DIRECTIONS FOR THIS TASK – Rescale the stretch of rows from the line containing "grille with a single marker." through the end of the rows, and give only those lines again, requests included. Multiply every coordinate in the answers by 2.05 and round each result to a whole number, rounding halves up.

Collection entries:

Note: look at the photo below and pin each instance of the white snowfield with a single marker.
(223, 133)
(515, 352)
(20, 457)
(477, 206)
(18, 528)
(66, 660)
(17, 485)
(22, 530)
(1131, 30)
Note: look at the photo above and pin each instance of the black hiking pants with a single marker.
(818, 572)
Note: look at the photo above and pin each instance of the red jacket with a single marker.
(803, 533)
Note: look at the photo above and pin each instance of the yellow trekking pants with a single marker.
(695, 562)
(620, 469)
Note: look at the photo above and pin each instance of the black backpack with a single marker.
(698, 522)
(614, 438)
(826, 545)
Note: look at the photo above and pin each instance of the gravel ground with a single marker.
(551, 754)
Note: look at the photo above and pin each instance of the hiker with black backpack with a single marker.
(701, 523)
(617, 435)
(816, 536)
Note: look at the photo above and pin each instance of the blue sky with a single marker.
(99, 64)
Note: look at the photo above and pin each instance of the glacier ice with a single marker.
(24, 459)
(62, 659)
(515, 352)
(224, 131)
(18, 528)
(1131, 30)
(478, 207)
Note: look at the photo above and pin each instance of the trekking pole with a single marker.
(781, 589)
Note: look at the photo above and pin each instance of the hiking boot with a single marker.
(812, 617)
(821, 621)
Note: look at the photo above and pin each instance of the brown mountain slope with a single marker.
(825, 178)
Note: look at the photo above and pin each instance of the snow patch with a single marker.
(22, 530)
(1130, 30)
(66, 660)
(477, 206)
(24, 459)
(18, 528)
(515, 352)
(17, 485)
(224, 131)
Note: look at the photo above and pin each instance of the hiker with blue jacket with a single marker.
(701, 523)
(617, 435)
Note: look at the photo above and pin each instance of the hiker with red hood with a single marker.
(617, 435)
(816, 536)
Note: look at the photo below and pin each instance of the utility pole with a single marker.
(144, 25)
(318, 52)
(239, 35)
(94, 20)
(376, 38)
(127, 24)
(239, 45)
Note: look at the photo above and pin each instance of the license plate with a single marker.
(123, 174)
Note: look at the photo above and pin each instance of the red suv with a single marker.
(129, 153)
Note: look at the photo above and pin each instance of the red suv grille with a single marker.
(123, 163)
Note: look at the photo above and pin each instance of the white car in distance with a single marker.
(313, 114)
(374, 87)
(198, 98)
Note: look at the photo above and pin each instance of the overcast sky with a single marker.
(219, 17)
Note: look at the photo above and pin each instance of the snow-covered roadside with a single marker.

RESULT –
Note: look at the photo above and pin each instance of the red suv grille with a single marker.
(252, 334)
Note: look at the photo above and pin each instance of the white car in distance with a single marker.
(642, 234)
(767, 178)
(406, 201)
Note: look at the photo above and pin each instance of the overcast sky with a single marker.
(449, 35)
Note: look at the photo above and pin each instance of the snow-covered roadside with a single marker.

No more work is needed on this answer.